TAREAS:
a) En el texto sobre la familia Martínez, ¿qué le pasa a Alberto cada vez que bebe, según su esposa?
b) Anota todos los nombres propios de personas o familias que salen en el texto sobre la familia Martínez.

TEXTO DE LECTURA:

■ ■ ■

La hija de los Martínez vivía en el silencio de su habitación, las discusiones que día tras día envolvían la atmósfera gris de aquella casa hipotecada. "Te lo dije – se oía desde la habitación de Victoria – este Rajoy nos va a traer la ruina. Se ha quedado con tus votos y los míos, y si te descuidas, Francisca, se queda hasta con la pensión de tu madre".
"Has vuelto a beber – le contestaba una triste esposa, entre una lluvia de gotas que inundaban sus mejillas - te lo noto, Alberto, cada vez que bebes te cambia la mirada y te metes con mi madre". "Por favor deja de gritar que te va a oír tu hija". Así un día y otro día en la casa de los Martínez.

■ ■ ■

CONJUNTO DE DATOS:
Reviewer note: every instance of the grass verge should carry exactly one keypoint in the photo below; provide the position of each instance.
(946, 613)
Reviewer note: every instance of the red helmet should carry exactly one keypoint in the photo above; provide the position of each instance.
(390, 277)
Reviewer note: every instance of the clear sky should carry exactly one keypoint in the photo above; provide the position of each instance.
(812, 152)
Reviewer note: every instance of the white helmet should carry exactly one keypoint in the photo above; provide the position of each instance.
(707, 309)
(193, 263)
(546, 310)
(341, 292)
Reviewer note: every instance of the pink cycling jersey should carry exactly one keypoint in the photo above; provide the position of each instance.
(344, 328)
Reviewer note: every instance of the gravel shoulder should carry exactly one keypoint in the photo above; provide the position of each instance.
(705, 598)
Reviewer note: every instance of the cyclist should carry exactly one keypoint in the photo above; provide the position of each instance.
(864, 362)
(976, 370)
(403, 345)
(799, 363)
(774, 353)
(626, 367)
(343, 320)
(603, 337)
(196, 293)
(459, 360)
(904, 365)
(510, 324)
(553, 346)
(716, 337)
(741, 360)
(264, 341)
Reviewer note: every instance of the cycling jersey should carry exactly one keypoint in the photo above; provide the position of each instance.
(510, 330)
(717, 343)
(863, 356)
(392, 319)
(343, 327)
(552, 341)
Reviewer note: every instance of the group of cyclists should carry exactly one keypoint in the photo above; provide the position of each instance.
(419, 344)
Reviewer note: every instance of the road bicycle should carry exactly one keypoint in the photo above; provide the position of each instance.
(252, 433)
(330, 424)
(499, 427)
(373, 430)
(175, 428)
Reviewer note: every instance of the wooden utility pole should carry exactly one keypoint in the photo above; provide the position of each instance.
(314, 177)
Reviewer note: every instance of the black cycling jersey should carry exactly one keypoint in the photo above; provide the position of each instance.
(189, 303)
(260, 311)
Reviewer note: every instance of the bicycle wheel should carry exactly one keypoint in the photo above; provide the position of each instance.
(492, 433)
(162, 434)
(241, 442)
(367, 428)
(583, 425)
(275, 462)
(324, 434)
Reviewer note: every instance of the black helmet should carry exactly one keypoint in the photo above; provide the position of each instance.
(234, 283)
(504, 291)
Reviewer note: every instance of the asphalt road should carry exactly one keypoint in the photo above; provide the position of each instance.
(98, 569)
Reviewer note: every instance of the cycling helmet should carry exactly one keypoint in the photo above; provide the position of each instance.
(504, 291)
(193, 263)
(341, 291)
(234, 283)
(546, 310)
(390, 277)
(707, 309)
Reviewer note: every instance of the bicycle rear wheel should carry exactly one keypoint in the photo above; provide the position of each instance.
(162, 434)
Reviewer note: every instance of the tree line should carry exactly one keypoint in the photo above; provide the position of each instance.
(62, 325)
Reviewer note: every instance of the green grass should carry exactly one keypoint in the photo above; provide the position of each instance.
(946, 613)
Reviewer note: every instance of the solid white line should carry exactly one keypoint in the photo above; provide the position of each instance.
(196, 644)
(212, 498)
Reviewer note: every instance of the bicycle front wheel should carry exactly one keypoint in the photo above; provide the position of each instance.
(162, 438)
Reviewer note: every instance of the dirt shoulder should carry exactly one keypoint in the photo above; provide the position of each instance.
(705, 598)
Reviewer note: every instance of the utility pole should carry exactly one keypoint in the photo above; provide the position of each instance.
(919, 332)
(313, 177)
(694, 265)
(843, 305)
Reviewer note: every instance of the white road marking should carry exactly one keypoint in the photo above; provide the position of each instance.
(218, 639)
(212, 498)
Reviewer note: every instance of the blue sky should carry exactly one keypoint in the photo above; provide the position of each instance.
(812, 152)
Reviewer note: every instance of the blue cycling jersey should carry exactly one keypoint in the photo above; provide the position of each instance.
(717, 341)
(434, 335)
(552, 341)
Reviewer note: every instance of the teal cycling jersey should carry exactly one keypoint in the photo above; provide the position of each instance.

■ ■ ■

SOLUCIONES:
a) Le cambia la mirada y se mete con la madre de ella.

b) Martínez, Victoria, Rajoy, Francisca, Alberto